#### Task to complete
When you write out the entries, keep every line exactly as it appears.

#### Data provided
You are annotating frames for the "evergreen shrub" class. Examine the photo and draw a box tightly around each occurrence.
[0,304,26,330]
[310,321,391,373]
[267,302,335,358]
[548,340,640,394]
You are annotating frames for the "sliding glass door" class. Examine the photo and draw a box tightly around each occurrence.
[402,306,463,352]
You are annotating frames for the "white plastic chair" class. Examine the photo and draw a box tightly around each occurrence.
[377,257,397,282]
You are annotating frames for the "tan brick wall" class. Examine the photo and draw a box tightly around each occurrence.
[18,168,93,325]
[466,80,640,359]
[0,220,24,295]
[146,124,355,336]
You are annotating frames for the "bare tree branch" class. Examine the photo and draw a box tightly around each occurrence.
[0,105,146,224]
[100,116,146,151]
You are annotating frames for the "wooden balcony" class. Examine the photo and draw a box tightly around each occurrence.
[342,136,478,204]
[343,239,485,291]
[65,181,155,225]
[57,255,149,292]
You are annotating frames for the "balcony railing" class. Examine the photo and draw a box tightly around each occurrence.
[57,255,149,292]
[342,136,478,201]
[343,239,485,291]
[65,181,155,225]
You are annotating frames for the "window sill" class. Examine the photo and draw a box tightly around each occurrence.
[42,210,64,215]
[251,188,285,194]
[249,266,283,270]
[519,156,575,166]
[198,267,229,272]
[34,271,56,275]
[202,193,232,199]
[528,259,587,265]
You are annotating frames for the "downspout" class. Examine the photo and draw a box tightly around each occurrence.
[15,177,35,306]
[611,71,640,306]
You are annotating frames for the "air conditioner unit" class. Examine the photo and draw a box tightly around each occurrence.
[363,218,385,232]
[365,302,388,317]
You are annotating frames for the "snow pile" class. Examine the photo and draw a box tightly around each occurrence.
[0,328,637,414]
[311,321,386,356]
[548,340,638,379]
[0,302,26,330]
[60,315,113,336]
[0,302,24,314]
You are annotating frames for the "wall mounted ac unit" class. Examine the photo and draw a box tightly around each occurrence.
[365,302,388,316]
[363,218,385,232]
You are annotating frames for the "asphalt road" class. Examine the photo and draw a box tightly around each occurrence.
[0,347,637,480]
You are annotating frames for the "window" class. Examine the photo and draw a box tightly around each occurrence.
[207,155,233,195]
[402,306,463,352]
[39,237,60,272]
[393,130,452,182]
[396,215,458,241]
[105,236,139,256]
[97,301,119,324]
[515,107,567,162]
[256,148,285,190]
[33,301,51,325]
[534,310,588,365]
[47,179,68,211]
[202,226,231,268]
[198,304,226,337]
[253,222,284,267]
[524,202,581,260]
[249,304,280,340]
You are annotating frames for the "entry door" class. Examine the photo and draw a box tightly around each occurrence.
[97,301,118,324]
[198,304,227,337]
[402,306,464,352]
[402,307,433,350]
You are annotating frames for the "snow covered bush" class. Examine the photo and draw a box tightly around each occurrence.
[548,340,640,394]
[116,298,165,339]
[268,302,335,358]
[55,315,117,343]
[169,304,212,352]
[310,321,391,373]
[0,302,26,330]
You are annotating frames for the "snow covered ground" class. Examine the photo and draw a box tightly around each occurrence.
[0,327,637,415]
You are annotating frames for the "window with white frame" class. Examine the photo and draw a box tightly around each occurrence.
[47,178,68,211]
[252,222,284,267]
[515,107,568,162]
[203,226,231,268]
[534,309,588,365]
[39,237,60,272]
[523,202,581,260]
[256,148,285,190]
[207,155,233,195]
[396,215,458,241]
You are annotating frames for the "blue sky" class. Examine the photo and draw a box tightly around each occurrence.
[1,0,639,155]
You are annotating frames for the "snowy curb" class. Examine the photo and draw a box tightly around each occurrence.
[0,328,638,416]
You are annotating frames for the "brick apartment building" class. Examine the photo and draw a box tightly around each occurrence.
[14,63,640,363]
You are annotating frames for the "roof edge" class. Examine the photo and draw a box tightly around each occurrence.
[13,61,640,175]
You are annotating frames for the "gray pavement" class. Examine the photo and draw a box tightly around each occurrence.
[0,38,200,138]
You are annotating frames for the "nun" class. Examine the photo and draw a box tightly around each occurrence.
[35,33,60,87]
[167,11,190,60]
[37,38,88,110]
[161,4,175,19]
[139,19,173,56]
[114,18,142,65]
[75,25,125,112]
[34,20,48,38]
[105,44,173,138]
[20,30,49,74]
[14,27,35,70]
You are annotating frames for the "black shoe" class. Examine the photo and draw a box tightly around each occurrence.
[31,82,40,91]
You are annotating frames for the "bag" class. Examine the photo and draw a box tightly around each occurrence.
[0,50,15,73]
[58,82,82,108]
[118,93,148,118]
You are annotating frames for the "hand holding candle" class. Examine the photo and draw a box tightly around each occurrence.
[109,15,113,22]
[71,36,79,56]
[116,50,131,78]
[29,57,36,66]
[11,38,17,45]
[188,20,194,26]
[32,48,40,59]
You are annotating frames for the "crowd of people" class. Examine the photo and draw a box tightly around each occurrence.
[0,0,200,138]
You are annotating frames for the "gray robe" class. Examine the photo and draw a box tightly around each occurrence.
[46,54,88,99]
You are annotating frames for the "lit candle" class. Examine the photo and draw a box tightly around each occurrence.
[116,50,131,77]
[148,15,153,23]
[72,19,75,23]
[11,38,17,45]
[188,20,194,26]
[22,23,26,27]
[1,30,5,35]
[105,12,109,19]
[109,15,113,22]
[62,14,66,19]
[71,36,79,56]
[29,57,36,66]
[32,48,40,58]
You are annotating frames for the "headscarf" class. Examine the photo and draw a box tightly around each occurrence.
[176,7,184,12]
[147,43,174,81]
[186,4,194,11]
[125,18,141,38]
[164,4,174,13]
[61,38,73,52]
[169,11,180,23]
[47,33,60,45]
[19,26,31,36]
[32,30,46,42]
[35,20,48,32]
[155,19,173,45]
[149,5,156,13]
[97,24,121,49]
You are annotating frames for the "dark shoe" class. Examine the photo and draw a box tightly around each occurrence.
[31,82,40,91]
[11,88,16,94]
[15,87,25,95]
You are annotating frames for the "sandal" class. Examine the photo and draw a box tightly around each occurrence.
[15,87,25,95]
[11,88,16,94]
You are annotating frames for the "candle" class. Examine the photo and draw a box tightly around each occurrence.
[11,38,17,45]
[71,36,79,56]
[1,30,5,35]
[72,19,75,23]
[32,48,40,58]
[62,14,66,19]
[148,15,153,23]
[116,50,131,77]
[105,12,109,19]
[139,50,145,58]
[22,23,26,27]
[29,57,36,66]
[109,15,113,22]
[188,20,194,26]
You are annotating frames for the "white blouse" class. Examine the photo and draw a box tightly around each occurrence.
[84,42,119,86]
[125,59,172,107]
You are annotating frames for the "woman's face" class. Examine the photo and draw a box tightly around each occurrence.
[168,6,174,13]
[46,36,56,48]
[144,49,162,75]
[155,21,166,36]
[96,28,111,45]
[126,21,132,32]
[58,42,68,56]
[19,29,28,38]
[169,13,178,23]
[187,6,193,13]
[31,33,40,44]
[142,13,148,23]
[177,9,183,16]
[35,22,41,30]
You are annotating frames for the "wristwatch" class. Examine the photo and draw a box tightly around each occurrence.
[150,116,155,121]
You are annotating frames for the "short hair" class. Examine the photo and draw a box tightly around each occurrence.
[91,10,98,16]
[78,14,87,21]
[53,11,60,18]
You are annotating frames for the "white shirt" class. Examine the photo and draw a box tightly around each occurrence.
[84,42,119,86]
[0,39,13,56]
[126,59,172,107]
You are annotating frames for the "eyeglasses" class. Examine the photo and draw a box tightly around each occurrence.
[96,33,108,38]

#### Response for this exercise
You are annotating frames for the "evergreen shrub" class. Examine the photo and draw a box tightly around each occurrence.
[0,304,26,330]
[310,321,391,373]
[267,302,335,358]
[548,340,640,394]
You are annotating frames for the "sliding glass door" class. Examine the photo and draw a box tightly around each occurrence.
[402,306,463,352]
You are annotating frames for the "white plastic chair" class. Examine the photo and draw a box tightly around each occurrence.
[377,257,397,282]
You are annotating frames for the "tan brick wall" class. Examine the photo and draw a box tightly around each occurrence.
[18,168,93,325]
[466,80,640,359]
[0,220,24,295]
[146,124,355,336]
You are annotating frames for the "bare tree branch" class. Examine the photo and draw a box tightly around each occurrence.
[0,105,146,224]
[100,116,146,151]
You are annotating frames for the "wooden balcony" class. Examine the photo and draw a box tightly around each occurrence.
[342,136,478,204]
[343,239,485,291]
[65,181,155,225]
[57,255,149,292]
You are annotating frames for the "balcony railing" class. Examine the photo and draw a box tightly around each occurrence.
[57,255,149,292]
[342,136,478,201]
[343,239,485,291]
[65,181,155,225]
You are annotating frames for the "window sill" class. Examine the photo and draw a box tightly around each occurrence.
[42,210,64,215]
[251,188,285,194]
[249,266,283,270]
[519,156,575,166]
[198,267,229,272]
[34,271,56,275]
[202,193,232,199]
[528,259,587,265]
You are annotating frames for the "downspout" class. Examine the photo and draw a box tightly around each occurrence.
[15,177,35,306]
[611,71,640,306]
You are annotating frames for the "air conditioner unit" class. Examine the photo and draw a box tightly around each occurrence.
[363,218,385,232]
[365,302,388,317]
You are annotating frames for the "snow pile" class. Examine the photo and draw a box tightly around each occurrence.
[0,328,637,414]
[311,321,386,356]
[548,340,638,379]
[0,302,26,330]
[60,315,113,336]
[0,302,24,314]
You are annotating frames for the "wall mounted ac unit" class. Examine the photo and draw a box tightly around each occurrence.
[365,302,388,316]
[363,218,385,232]
You are annotating frames for the "asphalt road" class. Examine the photo and draw a box tightly around each occurrence.
[0,347,637,480]
You are annotating frames for the "window" class. Examine the photo and draw a box tightly around each occurrence.
[207,155,233,195]
[402,306,463,352]
[39,237,60,272]
[393,130,452,182]
[396,215,458,241]
[105,236,139,256]
[97,301,119,324]
[515,107,567,162]
[256,148,285,190]
[33,301,51,325]
[534,310,588,365]
[47,179,68,211]
[202,226,231,268]
[198,304,226,337]
[253,222,284,267]
[524,202,581,260]
[249,304,280,340]
You are annotating frames for the "entry door" class. Examine the photo and draw a box tightly around each occurrence.
[97,301,118,324]
[198,304,227,337]
[402,306,464,352]
[402,307,433,350]
You are annotating frames for the "snow covered bush" class. Examine the photo and draw a box tightly around each occurrence.
[548,340,640,394]
[116,298,165,339]
[268,302,335,358]
[55,315,117,343]
[169,304,212,352]
[310,321,391,373]
[0,302,26,330]
You are annotating frames for the "snow covered ground" class. Examine the photo and draw a box tightly around each occurrence.
[0,327,637,415]
You are annotating frames for the "window with white frame" class. Examine the photo and draw a box tightly around each occurrence.
[47,178,68,211]
[252,222,284,267]
[515,107,568,162]
[203,226,231,268]
[534,309,588,365]
[39,237,60,272]
[523,202,581,260]
[256,148,285,190]
[207,155,233,195]
[396,215,458,241]
You are annotating frames for the "blue sky" class. Examine the photo and draw a box tightly around each occurrence.
[1,0,639,155]
You are annotating frames for the "snowy curb" class. Examine the photo and draw a box tightly around each occurrence.
[0,328,638,416]
You are annotating frames for the "brick apartment building" class. Examine the photo and draw a box tightly around each occurrence.
[14,63,640,363]
You are annotating frames for the "roof edge" class. Examine the photo and draw a box tightly around each occurrence.
[13,61,640,175]
You are annotating frames for the "gray pavement" class. Examine the photo and draw a box tightly around each occurrence.
[0,38,200,138]
You are annotating frames for the "nun" class. Examine the photo and draw a box tightly around each occurrence.
[35,33,60,87]
[167,11,190,60]
[37,38,88,110]
[161,4,175,19]
[139,19,173,56]
[114,18,142,65]
[75,25,125,112]
[34,20,48,38]
[105,44,173,138]
[20,30,49,74]
[14,27,35,70]
You are annotating frames for the "black shoe" class. Examine the photo and draw a box tightly around each occurrence.
[31,82,40,91]
You are annotating frames for the "bag" class. Examine the photo and draw a box tightly around each occurrence.
[0,50,15,73]
[58,82,82,108]
[118,93,148,118]
You are annotating frames for the "hand holding candle" class. Examine the photo and draw a box tightly around each occurrence.
[109,15,113,22]
[71,36,79,56]
[116,50,131,78]
[29,57,36,66]
[11,38,17,45]
[188,20,194,26]
[32,48,40,59]
You are annotating frames for the "crowd of people" class. Examine the photo and draw a box tightly around each occurrence.
[0,0,200,138]
You are annotating frames for the "gray robe" class. Examine the photo and draw a box tightly around each occurrence.
[46,54,88,99]
You are annotating frames for the "lit candle" class. Examine the photo and draw a box tightly around each occurrence.
[116,50,131,77]
[148,15,153,23]
[72,19,75,23]
[11,38,17,45]
[188,20,194,26]
[22,23,26,27]
[1,30,5,35]
[105,12,109,19]
[109,15,113,22]
[62,14,66,19]
[71,36,79,56]
[29,57,36,66]
[32,48,40,58]
You are annotating frames for the "headscarf" class. Examine the photo and draw a box tightly around each occurrence.
[176,7,184,12]
[147,43,174,81]
[186,4,194,11]
[125,18,141,38]
[164,4,174,13]
[61,38,73,52]
[169,11,180,23]
[47,33,60,45]
[19,26,31,36]
[32,30,46,42]
[35,20,48,32]
[155,19,173,45]
[149,5,156,13]
[97,24,121,49]
You are annotating frames for the "dark shoe" class. Examine the photo and draw a box tightly around each occurrence.
[31,82,40,91]
[11,88,16,94]
[15,87,25,95]
You are annotating frames for the "sandal" class. Examine the photo and draw a box tightly around each occurrence.
[15,87,25,95]
[11,88,16,94]
You are annotating frames for the "candle" class. Examine the photo and draw a box tightly around each occurrence.
[11,38,17,45]
[71,36,79,56]
[1,30,5,35]
[72,19,75,23]
[32,48,40,58]
[62,14,66,19]
[148,15,153,23]
[116,50,131,77]
[105,12,109,19]
[139,50,145,58]
[22,23,26,27]
[29,57,36,66]
[109,15,113,22]
[188,20,194,26]
You are annotating frames for the "white blouse" class. Examine the photo and draw a box tightly around each occurrence.
[84,42,119,86]
[125,59,172,107]
You are annotating frames for the "woman's face" class. Examine the photo and draw a box tightly around each occurrence.
[168,6,174,13]
[46,36,56,48]
[144,49,162,75]
[155,21,166,36]
[96,28,111,45]
[126,21,132,32]
[58,42,68,56]
[19,29,28,38]
[169,13,178,23]
[187,6,193,13]
[31,33,40,44]
[142,13,148,23]
[177,9,183,16]
[35,22,41,30]
You are annotating frames for the "wristwatch" class. Examine the photo and draw a box tightly around each occurrence.
[150,116,155,121]
You are annotating frames for the "short hair" class. Examine the photo and draw a box tightly around each occurrence.
[91,10,98,16]
[78,14,87,21]
[53,11,60,18]
You are annotating frames for the "white shirt" class. Examine the photo and draw a box tightly around each occurrence.
[84,42,119,86]
[0,39,13,56]
[126,59,172,107]
You are annotating frames for the "eyeglasses" class. Examine the photo and draw a box tightly around each occurrence.
[96,33,108,38]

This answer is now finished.